Даже отдельные части этой работы при ознакомлении ошеломляют. Три тома «Актовых печатей Древней Руси» Янина — это сотни свинцовых булл, изображения на каждой из которых «раскрываются» порой месяцами и годами. Добавьте к этому новгородскую архитектуру за несколько веков, фрески и граффити, десятки томов летописных источников с сотнями персонажей и тысячами дат, всю палитру археологических объектов — от деревянных мостовых до гвоздей и керамики. Есть особенности развития новгородского диалекта, развивающегося в течение минимум тысячелетия русского языка, которым занимался близкий друг Янина Андрей Зализняк. К этому прилагается и архив многих десятилетий историографии Новгорода с тысячами авторов, формулировавших свои соображения о том, как связаны друг с другом отдельные части этой вселенной.
Что выйдет, если все это попытаться совместить или по крайней мере совмещать? Уже на ранних этапах этой работы история средневекового Новгорода, до того обыкновенно достаточно схематичная и многим интересная именно этим, немедленно становится настоящей историей, такой же, какой живем мы с вами сейчас. Это можно назвать «боярской олигархической республикой», но это только термин, а у Янина — поколения почти воскресших богатых новгородских боярских семей, совершенно живые, бесшабашные и трусливые, алчные и богобоязненные, хитрые и неумные, ироничные, умелые, безрассудные, суеверные; они строят за сутки деревянные церкви против эпидемии оспы, они влюбляются, торгуют, устраивают заговоры, отправляются на Крайний Север, делят наследство, негодуют, боятся, хоронят близких и наконец умирают. Янин, безусловно, в своих трудах формулирует свой взгляд на то, как концептуально описывать, систематизировать и объяснять какие-то выделенные части этой жизни. Это даже лучше, чем менталитет, повседневность и «история безгласных». Если бы жизнь человека была бесконечна, можно было бы и еще сильнее приблизиться к пределу, за которым не будет разницы между прошедшим и настоящим.

__ЗАПИСИ__.
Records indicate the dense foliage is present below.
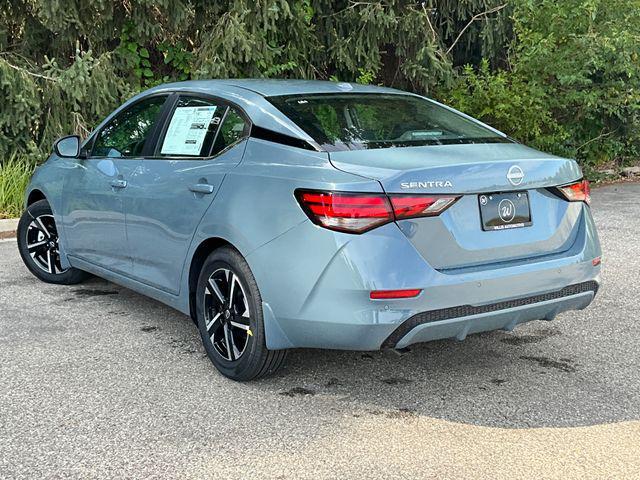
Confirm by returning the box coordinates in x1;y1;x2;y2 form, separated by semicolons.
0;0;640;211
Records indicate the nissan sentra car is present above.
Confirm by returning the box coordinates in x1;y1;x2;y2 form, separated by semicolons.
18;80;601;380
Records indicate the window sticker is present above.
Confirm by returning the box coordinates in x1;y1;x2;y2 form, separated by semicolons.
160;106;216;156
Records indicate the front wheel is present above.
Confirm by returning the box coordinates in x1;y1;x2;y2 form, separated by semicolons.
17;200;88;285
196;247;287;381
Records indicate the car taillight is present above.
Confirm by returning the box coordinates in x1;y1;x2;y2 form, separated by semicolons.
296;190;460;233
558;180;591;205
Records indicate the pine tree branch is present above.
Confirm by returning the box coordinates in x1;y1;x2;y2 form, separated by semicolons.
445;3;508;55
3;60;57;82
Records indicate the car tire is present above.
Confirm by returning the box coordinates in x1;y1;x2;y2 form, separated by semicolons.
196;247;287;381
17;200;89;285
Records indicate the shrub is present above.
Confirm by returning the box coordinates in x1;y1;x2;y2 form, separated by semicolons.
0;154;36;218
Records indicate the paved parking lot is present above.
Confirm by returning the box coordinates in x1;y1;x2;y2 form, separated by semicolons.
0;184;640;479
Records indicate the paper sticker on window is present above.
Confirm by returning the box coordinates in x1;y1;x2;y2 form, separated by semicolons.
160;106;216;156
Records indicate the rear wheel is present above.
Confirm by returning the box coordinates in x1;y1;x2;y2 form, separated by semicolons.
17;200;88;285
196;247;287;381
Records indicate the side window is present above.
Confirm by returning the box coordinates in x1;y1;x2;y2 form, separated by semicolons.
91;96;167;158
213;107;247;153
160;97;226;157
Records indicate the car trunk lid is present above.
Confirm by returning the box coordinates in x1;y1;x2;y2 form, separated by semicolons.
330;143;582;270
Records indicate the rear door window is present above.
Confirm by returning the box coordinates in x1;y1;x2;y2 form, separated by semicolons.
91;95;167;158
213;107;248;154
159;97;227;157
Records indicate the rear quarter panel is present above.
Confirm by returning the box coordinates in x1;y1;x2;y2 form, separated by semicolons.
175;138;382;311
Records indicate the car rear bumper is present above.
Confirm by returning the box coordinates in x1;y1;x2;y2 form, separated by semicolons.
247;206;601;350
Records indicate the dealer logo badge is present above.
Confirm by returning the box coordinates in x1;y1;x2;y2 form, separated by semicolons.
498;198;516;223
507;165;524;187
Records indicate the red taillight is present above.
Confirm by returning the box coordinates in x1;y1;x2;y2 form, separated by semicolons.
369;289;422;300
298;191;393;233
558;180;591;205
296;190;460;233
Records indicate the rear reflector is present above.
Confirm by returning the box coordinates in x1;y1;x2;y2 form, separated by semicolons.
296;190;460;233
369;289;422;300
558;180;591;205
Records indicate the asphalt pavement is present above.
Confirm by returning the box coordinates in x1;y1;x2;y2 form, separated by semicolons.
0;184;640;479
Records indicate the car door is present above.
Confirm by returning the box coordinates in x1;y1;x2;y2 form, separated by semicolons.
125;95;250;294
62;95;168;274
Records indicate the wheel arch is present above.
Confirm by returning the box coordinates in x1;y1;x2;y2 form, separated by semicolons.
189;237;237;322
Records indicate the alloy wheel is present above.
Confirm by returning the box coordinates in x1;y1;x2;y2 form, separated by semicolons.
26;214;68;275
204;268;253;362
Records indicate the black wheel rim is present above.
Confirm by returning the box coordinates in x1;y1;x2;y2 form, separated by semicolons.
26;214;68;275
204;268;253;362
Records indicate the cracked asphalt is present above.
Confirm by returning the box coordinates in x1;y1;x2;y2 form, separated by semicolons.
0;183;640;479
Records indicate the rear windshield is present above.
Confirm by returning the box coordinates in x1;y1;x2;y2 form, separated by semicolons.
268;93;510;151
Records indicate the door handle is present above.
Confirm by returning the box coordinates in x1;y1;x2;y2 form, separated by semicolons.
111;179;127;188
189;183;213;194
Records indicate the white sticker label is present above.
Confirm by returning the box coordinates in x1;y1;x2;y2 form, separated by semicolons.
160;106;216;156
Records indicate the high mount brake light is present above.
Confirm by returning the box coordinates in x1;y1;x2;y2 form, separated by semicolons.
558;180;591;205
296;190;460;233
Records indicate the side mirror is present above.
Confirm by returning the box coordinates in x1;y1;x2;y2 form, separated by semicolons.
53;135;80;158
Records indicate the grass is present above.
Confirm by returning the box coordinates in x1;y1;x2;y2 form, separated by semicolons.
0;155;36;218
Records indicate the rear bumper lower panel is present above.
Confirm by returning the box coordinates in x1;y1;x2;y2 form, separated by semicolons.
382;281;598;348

__ЗАДАНИЯ__.
(1) Кто, согласно тексту о трудах Янина, занимался особенностями развития новгородского диалекта?
(2) Допишите текст о трудах Янина, продолжив его после последнего предложения.
Записи здесь никакой роли не играют.

__ОТВЕТЫ__.
(1) Андрей Зализняк, близкий друг Янина.

(2)
Она конечна. Но есть научная школа, есть продолжатели, есть развивающиеся методы. Есть результат, осознаваемый нами сейчас как естественный, существовавший всегда. Правда, даже очень поверхностное изучение наследия Янина может смутить любого, кто хотел бы продолжать, поскольку и работоспособность людей его поколения, и дисциплина их мышления выглядят по меркам сегодняшнего дня просто недостижимыми. Это иллюзия, к тому же, наверное, не следует забывать, что в среднем, если судить по Валентину Янину, нам, возможно, отпущены и более щедрые сроки жизни, поэтому при всей нашей неодаренности мы вправе рассчитывать на приемлемые и важные результаты.
Если же при этом кто-то из пошедших таким путем, как Янин, окажется вдобавок и соразмерным предмету своего интереса — завидую тем, кто будет читать его статьи. Он испытает то же, что повезло испытывать мне, читая книги Янина.